=== Section Start ===

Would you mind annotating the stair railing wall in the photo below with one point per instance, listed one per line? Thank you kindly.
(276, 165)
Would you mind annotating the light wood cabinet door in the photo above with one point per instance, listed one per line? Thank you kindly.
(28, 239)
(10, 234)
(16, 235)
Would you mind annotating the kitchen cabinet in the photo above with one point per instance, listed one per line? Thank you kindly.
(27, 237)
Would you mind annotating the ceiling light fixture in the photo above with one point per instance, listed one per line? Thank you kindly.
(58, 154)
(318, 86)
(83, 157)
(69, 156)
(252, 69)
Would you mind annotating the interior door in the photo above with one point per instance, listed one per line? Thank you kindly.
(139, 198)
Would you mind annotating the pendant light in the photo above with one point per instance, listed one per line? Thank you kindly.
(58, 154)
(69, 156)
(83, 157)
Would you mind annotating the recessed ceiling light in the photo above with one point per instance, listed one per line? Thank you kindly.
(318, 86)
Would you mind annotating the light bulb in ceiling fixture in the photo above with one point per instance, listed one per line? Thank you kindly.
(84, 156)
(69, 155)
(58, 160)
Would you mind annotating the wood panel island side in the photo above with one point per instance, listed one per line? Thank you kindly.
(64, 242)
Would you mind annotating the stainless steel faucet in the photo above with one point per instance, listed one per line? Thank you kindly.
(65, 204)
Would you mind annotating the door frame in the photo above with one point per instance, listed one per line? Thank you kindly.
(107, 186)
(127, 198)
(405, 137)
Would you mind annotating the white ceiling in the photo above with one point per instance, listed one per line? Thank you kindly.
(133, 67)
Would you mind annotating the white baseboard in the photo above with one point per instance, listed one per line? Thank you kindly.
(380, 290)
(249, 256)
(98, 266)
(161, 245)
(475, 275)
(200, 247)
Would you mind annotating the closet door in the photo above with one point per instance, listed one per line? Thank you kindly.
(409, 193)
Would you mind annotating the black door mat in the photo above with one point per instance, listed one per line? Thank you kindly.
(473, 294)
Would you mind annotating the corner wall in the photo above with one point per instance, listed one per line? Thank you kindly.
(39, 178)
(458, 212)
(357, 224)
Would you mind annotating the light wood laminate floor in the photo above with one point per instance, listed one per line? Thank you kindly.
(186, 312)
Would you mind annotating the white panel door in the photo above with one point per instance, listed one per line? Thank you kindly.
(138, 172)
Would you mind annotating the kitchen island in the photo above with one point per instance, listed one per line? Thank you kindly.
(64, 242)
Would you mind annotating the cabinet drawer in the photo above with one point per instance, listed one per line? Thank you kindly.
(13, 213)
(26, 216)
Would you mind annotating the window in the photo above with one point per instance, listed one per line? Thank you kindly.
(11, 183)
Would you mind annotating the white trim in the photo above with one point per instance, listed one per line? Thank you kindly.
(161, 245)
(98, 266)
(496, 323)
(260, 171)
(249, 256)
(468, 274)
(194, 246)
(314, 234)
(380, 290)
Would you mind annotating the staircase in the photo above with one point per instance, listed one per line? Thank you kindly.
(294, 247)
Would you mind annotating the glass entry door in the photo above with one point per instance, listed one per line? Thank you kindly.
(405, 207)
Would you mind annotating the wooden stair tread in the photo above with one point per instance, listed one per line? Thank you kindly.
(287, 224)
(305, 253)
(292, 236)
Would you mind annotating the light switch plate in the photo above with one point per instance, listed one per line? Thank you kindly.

=== Section End ===

• [Problem description] Could you retype all of the records above exactly as they appear?

• [Output below]
Would you mind annotating the stair railing wall in the photo below with one point per instance, listed one per line? Thank you kindly.
(276, 165)
Would you mind annotating the light wood cabinet door in the photo above with one point per instance, listed one per line? Thank you kindly.
(28, 239)
(10, 234)
(16, 235)
Would you mind annotating the kitchen cabinet in the photo above with one point per instance, listed one per line? Thank you kindly.
(27, 237)
Would you mind annotating the ceiling light fixture in the photo above with one point per instance, listed one per line? Thank you kindly.
(58, 154)
(318, 86)
(83, 157)
(69, 156)
(252, 69)
Would you mind annotating the interior door in the photo above with one point per instance, listed one per line? Thank you kindly.
(139, 198)
Would you mind annotating the pendant light in the photo above with one point per instance, listed one per line? Thank you kindly.
(58, 154)
(69, 156)
(83, 157)
Would you mind annotating the recessed ceiling light in the photo above with one point per instance, listed one per line? Thank you kindly.
(318, 86)
Would you mind annotating the light bulb in ceiling fixture in the photo above with one point per instance, listed one per line? Thank you kindly.
(84, 156)
(69, 155)
(58, 160)
Would you mind annotating the wood panel island side in the photo above with one point per instance, listed one per line? Thank you kindly.
(64, 242)
Would you mind annotating the stainless steel faucet in the photo above with one point per instance, listed one per line? Thank you kindly.
(65, 204)
Would you mind annotating the door frame in the photo above with one point per instance, listed one per line? Thank you kindly.
(107, 186)
(127, 198)
(405, 137)
Would you mind annotating the white ceiling in the photo above with one point per instance, listed one per line? Thank you kindly.
(133, 67)
Would you mind annotating the white baseboard in the photo above with one point per instance, listed one per line? Thank you kindly.
(380, 290)
(249, 256)
(98, 266)
(161, 245)
(475, 275)
(200, 247)
Would you mind annotating the closet door in the photo above with one point per instance, listed one per line? Thank you kindly.
(409, 193)
Would you mind annotating the black door mat in the photo above with one point per instance, listed one per line? Thank you kindly.
(473, 294)
Would you mind annotating the corner wall in the photo above with one point per instance, listed one per line? Thank you kindly.
(39, 178)
(458, 212)
(357, 224)
Would you mind annotating the light wood laminate floor in the photo above with one point per instance, listed one per line? Thank you kindly.
(186, 312)
Would you mind annotating the white panel door in the photo above with one point per instance, listed one per line? Thank you kindly.
(138, 172)
Would you mind annotating the kitchen island in the photo above with one point per instance, listed one per line? Thank you kindly.
(64, 242)
Would you mind annotating the cabinet drawer in the photo above with one point per instance, listed one per line? Thank you kindly.
(13, 213)
(26, 216)
Would you mind annotating the window in the photo above with one point per instance, listed one per line? Thank you kindly.
(11, 183)
Would you mind annotating the white trim in the photo above with one point per instance, listed one per line? Thank you kindly.
(161, 245)
(98, 266)
(496, 323)
(260, 171)
(249, 256)
(468, 274)
(194, 246)
(314, 234)
(380, 290)
Would you mind annotating the staircase in the photo above with one point per instance, listed one per line? Thank you kindly.
(294, 247)
Would you mind annotating the glass entry door in the photo above with one point per instance, listed one per line? Thank you kindly.
(405, 207)
Would you mind annotating the wooden stair tread in the photo above with one point per instance, listed one per line? Thank you kindly.
(287, 224)
(305, 253)
(292, 236)
Would you mind annotating the light switch plate in the photo above with one point per instance, listed one per line? Thank you kindly.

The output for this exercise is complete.